> TEXTAUSZUG:
Wenn ich Menschen, die ohne Impfung schwer an Corona erkranken, die Leistungen der Krankenversicherung versage, mit welcher Begründung soll sie dann jemand in Anspruch nehmen, der sich im Vollsuff ein Bein bricht oder der als Kettenraucher eine teure Krebsbehandlung benötigt?
Das ist eben eine Frage der gesellschaftlichen Verhandlung. Beim Rauchen nehmen wir das (noch) hin - vermutlich, weil Rauchen zwar nicht besonders schlau ist, wir den Menschen aber ihren Spaß gönnen und sie sich vor allem selbst schädigen, seit Rauchen in Innenräumen kaum noch zulässig ist.
Sich nicht impfen zu lassen ist hingegen einfach nur bescheuert und gefährdet andere Menschen. Daher könnte ich mir gut vorstellen, dass es hier an einem Konsens fehlen könnte, die Folgekosten dieses bescheuerten Verhaltens auch noch der Allgemeinheit aufzuerlegen.

> ARBEITSAUFTRAG A: Prüfen Sie für jede Aussage, ob sie mit dem Textauszug über Impfung und Krankenversicherung übereinstimmt. Antworten Sie jeweils mit Ja oder Nein und zitieren Sie die entscheidenden Worte wörtlich. (i) Rauchen in Innenräumen ist kaum noch zulässig. (ii) Rauchen wird als besonders schlau bezeichnet. (iii) Wer sich nicht impfen lässt, gefährdet andere Menschen.
> ARBEITSAUFTRAG B: Schreiben Sie aus dem Textauszug über Impfung und Krankenversicherung den Abschnitt ab, der mit „Wenn ich Menschen, die“ beginnt und bis einschließlich „noch zulässig ist.“ reicht.
> ARBEITSAUFTRAG C: Setzen Sie den Textauszug über Impfung und Krankenversicherung im Anschluss an seinen letzten Satz fort.

> VERFÜGBARE DATEN:
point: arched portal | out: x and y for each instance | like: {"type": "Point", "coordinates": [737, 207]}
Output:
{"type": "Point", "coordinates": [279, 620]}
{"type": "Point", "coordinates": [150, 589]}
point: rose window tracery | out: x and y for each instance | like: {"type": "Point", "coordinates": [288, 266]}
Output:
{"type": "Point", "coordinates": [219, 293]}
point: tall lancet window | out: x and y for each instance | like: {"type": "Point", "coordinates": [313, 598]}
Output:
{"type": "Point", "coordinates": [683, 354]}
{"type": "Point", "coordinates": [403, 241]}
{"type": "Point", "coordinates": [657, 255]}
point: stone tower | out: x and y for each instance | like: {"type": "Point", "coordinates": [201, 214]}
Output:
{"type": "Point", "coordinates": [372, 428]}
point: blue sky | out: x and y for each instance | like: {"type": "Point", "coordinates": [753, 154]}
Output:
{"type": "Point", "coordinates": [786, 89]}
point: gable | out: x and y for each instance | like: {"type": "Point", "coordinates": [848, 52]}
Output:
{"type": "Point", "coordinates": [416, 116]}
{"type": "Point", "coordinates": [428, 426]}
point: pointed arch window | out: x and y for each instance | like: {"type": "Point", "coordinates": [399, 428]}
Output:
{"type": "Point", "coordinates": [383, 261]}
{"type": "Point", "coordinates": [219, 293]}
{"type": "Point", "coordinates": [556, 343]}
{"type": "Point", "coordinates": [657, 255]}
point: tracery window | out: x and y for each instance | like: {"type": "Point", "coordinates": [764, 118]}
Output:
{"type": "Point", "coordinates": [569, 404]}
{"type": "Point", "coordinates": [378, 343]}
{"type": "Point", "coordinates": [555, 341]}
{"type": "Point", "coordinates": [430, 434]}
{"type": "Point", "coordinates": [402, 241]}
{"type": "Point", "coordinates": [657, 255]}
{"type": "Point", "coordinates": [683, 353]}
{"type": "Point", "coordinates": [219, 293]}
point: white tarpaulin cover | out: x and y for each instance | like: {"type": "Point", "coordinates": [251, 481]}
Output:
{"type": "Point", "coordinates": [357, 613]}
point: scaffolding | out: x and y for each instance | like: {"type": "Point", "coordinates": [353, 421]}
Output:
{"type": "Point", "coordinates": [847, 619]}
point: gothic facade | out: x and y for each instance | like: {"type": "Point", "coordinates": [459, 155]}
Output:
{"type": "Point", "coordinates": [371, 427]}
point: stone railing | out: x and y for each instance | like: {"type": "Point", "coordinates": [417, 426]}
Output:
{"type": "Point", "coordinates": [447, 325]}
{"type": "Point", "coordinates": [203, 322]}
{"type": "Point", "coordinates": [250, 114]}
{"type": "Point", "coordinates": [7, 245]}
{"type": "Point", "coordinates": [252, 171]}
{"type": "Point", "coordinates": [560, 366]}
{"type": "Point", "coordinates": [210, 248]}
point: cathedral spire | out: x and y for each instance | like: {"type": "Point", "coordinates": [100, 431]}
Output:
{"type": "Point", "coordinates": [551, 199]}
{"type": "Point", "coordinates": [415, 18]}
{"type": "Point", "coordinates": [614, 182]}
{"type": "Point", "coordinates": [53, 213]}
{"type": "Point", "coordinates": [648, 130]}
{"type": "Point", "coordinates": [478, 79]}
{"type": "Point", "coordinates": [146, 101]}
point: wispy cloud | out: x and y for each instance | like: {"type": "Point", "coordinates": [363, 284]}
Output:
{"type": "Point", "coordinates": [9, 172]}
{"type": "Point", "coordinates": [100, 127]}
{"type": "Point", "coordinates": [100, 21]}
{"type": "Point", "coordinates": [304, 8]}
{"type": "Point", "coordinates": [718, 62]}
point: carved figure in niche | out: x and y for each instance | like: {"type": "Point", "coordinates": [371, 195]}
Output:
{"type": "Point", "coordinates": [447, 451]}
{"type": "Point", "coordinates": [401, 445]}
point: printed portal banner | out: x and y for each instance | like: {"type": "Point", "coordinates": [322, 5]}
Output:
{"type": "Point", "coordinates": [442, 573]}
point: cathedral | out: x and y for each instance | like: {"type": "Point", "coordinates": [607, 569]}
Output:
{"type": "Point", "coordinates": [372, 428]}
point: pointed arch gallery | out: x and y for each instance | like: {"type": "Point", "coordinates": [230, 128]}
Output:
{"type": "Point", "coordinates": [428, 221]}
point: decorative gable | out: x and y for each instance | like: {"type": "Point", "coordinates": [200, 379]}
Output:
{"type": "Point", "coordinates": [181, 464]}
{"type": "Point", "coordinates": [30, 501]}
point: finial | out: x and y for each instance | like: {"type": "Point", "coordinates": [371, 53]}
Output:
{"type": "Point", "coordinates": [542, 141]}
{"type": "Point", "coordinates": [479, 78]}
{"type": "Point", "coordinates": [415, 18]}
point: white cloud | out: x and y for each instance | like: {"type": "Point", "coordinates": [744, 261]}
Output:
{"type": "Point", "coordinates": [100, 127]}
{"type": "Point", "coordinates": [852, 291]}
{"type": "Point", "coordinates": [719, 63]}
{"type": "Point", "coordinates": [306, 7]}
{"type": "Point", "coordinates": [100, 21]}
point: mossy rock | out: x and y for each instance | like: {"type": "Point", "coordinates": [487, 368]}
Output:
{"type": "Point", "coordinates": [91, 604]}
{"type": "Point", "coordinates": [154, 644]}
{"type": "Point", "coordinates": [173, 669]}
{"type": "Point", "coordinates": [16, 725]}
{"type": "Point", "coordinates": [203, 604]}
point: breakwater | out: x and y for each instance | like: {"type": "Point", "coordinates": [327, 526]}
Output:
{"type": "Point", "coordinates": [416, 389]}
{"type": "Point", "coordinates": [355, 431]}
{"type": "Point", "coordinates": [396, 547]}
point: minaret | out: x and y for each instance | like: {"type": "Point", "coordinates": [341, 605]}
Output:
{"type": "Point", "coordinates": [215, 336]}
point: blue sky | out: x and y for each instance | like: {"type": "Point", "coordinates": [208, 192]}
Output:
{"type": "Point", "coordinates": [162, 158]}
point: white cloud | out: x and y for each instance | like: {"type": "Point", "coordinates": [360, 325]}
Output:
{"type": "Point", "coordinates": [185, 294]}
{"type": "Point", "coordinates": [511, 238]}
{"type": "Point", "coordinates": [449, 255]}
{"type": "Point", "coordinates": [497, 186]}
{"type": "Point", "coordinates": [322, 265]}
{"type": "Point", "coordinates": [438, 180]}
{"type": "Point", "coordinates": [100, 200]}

> SCHRIFTLICHE ANTWORT A:
(i) Ja: „seit Rauchen in Innenräumen kaum noch zulässig ist“
(ii) Nein: „weil Rauchen zwar nicht besonders schlau ist“
(iii) Ja: „Sich nicht impfen zu lassen ist hingegen einfach nur bescheuert und gefährdet andere Menschen.“

> SCHRIFTLICHE ANTWORT B:
Wenn ich Menschen, die ohne Impfung schwer an Corona erkranken, die Leistungen der Krankenversicherung versage, mit welcher Begründung soll sie dann jemand in Anspruch nehmen, der sich im Vollsuff ein Bein bricht oder der als Kettenraucher eine teure Krebsbehandlung benötigt?
Das ist eben eine Frage der gesellschaftlichen Verhandlung. Beim Rauchen nehmen wir das (noch) hin - vermutlich, weil Rauchen zwar nicht besonders schlau ist, wir den Menschen aber ihren Spaß gönnen und sie sich vor allem selbst schädigen, seit Rauchen in Innenräumen kaum noch zulässig ist.

> SCHRIFTLICHE ANTWORT C:
mMn ist das ein reines Scheinargument. Der wesentliche Unterschied ist, dass Ungeimpfte im Gegensatz zu Adipösen und Extremsportlern durch die Übertragbarkeit der Krankheit eine reale Gefahr für andere darstellen - abseits von möglicherweise besetzten Krankenhausbetten. Jeder Ungeimpfte kann im Extremfall eine Person die sich nicht impfen lassen kann, das Leben kosten. Bei Rauchern und Motorradfahrern ist das ähnlich, deshalb gibt es ja zB ein Rauchverbot in Gaststätten und eine Straßenverkehrsordnung. Und auch hier wird schon internalisiert. Raucher, Adipöse, Extremsportler und Motorradfahrer (mit vielen Unfällen) zahlen bereits heute mehr für die Kranken- bzw. KfZ-Versicherung. Klar, eine Unterlassung von lebenserhaltenden Maßnahmen ist sicherlich ultima ratio aber zumindest über einen deutlich erhöhten Krankenkassenbeitrag kann man sicherlich diskutieren.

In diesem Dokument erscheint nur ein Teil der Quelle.